- _EXERCISE DIRECTIONS_
Gather every line in the data below that contains the word "green" and copy each one out. Case counts.

- _MATERIAL_

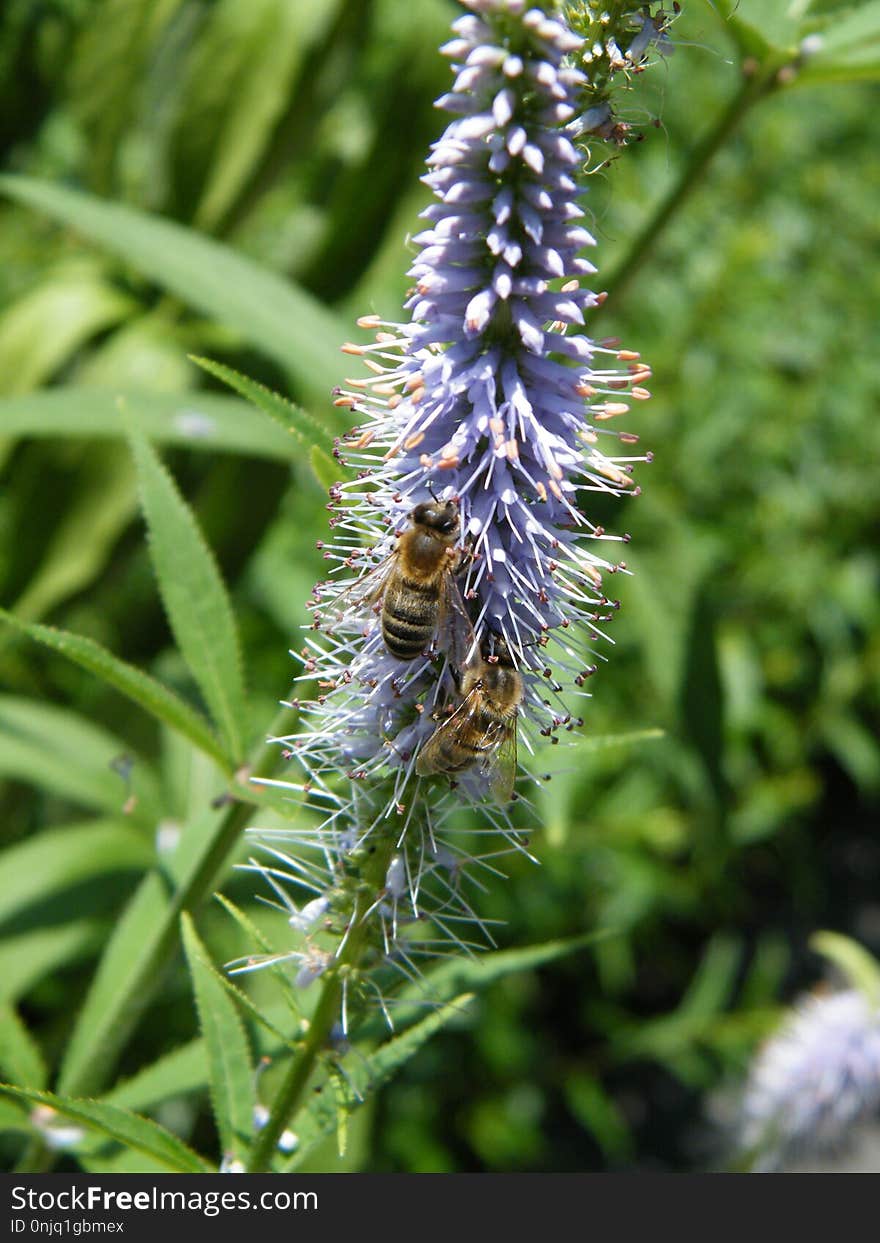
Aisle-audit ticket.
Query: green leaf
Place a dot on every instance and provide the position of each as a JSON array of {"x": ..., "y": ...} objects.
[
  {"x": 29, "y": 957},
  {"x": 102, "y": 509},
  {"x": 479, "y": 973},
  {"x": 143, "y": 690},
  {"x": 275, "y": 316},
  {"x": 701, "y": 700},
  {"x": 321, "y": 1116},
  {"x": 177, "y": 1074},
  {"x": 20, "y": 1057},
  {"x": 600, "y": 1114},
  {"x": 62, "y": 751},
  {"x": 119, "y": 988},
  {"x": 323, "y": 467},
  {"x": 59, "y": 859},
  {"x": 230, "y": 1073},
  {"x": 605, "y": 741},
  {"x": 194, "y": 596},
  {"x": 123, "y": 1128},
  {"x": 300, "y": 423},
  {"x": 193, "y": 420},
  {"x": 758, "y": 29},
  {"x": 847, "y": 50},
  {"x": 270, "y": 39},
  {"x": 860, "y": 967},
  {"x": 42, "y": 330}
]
* * *
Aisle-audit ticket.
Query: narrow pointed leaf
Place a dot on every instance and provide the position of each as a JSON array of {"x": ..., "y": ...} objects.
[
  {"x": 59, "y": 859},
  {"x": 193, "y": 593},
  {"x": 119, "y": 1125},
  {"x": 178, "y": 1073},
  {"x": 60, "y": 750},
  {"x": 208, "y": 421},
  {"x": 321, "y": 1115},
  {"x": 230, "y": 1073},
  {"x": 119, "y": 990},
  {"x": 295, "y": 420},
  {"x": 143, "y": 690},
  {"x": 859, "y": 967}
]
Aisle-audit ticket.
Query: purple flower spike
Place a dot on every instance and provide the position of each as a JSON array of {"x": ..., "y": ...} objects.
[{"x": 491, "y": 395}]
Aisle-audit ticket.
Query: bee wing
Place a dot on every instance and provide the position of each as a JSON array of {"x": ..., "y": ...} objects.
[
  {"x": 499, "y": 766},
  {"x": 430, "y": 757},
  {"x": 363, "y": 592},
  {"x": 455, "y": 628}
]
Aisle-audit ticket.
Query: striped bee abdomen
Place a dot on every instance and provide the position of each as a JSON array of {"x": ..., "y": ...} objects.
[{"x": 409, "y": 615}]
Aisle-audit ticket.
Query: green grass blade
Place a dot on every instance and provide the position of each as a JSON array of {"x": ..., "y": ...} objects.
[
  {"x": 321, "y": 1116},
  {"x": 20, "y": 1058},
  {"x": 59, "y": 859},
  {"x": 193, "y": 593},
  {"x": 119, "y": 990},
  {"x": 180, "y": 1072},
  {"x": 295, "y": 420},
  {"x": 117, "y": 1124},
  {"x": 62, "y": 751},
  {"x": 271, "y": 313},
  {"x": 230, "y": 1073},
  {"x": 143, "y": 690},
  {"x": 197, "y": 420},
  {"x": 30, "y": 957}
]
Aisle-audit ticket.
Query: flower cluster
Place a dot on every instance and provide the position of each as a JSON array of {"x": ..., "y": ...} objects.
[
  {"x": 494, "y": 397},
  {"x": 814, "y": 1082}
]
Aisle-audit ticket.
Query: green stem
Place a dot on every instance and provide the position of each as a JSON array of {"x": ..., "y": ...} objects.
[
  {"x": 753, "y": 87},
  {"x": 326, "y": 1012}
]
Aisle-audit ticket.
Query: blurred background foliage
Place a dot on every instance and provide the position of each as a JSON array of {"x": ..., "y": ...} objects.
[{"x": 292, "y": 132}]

- _OUTPUT_
Query: green leaf
Query: green grass blade
Query: green stem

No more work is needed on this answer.